## [EXCERPTED TEXT]

* Start *

FIGS. 2 and 3 illustrate a first exemplary embodiment of a connecting and deflecting element according to the invention; FIG. 2 shows a plan view and FIG. 3 shows an isometric illustration. A plate 8, which is basically curved such that it butts smoothly against a hollow body 1 with a certain diameter, has a milled relief 9. Two tension members 4 in the form of cables 11 are positioned in the milled relief 9 and abut tangentially there without buckling. Two chain-dotted lines 10 indicate the lines of action of the cables 11. The lines of action 10 intersect one another at the crossover location 7 and indicate the course taken by the tensile forces running through the cables 11. The cables 11 themselves no longer cross over.
Four threads 13 are provided for a cover (not illustrated), which may be screwed, as a variant, onto the connecting and deflecting element.
In the cross section AA according to FIG. 4, four cables 11 are provided, in each case two cables located one beside the other form a tension member 4. A cover 14 is provided here in order to force the cables 11 to be guided one beside the other. The cover 14 may be designed such that it clamps the cables 11 simultaneously or else is a carrier of a clamping device—which is known but is not illustrated here.
Instead of being produced by milling, the completed plate 8—including the shaping element referred to as the milled relief 9—may be produced by stamping, drop-forging, extrusion or a similar, that is to say generally by a non-cutting, shaping method, which makes it possible to reduce the piece costs to a considerable extent.

* End *

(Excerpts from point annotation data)
* Start *

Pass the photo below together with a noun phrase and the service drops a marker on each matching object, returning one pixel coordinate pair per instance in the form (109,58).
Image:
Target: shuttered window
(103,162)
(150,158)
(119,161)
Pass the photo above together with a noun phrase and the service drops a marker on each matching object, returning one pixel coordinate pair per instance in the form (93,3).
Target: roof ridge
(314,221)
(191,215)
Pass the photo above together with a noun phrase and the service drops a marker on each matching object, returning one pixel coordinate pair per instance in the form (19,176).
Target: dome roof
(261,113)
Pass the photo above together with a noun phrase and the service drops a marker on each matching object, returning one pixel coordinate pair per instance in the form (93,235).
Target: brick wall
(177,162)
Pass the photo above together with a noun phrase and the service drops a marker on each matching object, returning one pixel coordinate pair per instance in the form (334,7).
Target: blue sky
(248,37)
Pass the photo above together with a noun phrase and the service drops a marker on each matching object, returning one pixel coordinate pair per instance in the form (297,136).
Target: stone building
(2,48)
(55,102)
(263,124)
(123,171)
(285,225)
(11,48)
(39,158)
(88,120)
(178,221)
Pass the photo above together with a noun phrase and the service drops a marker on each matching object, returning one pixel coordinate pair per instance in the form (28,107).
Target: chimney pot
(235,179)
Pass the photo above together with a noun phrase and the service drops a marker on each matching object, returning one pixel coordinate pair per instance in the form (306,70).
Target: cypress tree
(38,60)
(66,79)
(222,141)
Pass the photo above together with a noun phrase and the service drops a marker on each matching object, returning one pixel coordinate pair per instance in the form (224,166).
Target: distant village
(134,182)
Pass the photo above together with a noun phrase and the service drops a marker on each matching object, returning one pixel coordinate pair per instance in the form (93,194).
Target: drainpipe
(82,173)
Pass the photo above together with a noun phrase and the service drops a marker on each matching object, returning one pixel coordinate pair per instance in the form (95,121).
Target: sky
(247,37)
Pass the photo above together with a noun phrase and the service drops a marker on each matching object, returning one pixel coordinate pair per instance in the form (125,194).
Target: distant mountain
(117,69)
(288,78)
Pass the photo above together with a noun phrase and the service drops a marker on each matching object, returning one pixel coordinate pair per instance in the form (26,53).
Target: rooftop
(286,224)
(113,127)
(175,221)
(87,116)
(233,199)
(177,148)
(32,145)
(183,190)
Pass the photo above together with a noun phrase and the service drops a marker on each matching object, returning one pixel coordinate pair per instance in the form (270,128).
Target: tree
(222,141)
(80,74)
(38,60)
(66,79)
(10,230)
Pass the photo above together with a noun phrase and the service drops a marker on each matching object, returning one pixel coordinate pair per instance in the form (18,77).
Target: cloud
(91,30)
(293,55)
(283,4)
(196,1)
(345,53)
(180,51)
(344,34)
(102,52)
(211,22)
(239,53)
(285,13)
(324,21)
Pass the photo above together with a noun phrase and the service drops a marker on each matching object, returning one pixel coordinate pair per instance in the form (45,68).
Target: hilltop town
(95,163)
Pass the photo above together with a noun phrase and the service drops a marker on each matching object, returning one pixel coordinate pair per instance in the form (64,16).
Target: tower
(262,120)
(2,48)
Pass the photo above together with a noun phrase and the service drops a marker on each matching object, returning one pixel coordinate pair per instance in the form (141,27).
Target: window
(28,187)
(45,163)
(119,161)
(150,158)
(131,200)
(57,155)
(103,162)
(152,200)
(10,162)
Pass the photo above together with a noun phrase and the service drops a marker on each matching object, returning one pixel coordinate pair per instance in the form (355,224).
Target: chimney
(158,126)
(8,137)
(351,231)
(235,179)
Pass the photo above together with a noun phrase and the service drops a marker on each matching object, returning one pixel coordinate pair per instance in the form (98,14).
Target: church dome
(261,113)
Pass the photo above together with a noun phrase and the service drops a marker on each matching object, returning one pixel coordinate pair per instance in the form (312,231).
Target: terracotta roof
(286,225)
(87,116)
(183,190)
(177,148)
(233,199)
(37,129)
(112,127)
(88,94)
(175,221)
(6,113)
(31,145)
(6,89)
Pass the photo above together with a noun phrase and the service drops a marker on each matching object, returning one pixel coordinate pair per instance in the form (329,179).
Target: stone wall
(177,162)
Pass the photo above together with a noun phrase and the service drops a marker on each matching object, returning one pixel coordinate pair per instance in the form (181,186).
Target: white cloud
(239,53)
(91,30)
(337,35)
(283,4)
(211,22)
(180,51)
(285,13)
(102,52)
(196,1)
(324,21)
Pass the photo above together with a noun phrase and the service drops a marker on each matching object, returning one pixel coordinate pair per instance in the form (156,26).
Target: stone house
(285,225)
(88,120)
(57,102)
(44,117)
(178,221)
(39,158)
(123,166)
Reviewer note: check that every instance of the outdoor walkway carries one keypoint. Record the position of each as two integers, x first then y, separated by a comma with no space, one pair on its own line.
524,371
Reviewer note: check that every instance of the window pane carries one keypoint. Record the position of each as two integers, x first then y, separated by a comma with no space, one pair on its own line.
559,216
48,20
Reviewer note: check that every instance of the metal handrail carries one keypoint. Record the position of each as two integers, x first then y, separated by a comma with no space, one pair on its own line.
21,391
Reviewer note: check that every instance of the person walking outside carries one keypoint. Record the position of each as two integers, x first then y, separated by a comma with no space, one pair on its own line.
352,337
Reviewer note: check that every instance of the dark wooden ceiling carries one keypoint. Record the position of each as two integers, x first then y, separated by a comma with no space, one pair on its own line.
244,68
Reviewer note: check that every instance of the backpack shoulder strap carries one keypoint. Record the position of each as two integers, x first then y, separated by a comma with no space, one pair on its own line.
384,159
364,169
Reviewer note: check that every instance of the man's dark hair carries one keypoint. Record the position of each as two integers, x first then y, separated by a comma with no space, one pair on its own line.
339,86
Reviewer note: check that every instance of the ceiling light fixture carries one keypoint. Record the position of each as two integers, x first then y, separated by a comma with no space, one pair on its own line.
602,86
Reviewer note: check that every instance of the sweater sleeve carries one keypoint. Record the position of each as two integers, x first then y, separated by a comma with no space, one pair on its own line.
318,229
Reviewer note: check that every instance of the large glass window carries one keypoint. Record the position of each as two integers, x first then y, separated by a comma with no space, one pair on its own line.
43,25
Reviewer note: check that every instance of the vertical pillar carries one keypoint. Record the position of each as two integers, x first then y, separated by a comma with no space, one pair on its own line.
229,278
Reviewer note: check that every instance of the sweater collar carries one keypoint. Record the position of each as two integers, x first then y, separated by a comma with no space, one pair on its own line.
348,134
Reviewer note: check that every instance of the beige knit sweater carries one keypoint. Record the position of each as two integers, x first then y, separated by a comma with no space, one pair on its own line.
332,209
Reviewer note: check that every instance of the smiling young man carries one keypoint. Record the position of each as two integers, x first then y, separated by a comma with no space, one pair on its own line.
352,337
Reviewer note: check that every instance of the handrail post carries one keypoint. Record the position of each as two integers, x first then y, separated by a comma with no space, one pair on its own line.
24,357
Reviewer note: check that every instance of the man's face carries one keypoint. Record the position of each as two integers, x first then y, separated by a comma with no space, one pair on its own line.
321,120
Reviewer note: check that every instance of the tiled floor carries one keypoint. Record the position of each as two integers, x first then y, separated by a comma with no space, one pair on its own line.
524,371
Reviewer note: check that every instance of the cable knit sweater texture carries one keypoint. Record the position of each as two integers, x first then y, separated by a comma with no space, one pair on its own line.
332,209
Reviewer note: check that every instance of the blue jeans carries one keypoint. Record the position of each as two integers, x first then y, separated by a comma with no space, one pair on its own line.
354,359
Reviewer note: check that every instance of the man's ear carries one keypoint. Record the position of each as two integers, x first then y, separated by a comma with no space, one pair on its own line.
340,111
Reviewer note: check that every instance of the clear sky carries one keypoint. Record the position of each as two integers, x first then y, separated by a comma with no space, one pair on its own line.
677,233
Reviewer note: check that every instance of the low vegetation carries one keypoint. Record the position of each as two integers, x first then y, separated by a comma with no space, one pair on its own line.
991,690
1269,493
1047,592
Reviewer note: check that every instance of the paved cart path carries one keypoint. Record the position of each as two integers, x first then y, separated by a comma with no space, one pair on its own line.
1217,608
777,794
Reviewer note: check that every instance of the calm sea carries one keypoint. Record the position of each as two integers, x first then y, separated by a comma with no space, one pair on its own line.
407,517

* End *

## [EXERCISE TASK 1]
According to the excerpted text, which methods besides milling may be used to produce the completed plate 8?
## [EXERCISE TASK 2]
Identify each line of the rows that contains the string "distant" and copy those lines.

## [WRITTEN REPLY 1]
Stamping, drop-forging, extrusion or a similar non-cutting shaping method.

## [WRITTEN REPLY 2]
Target: distant village
Target: distant mountain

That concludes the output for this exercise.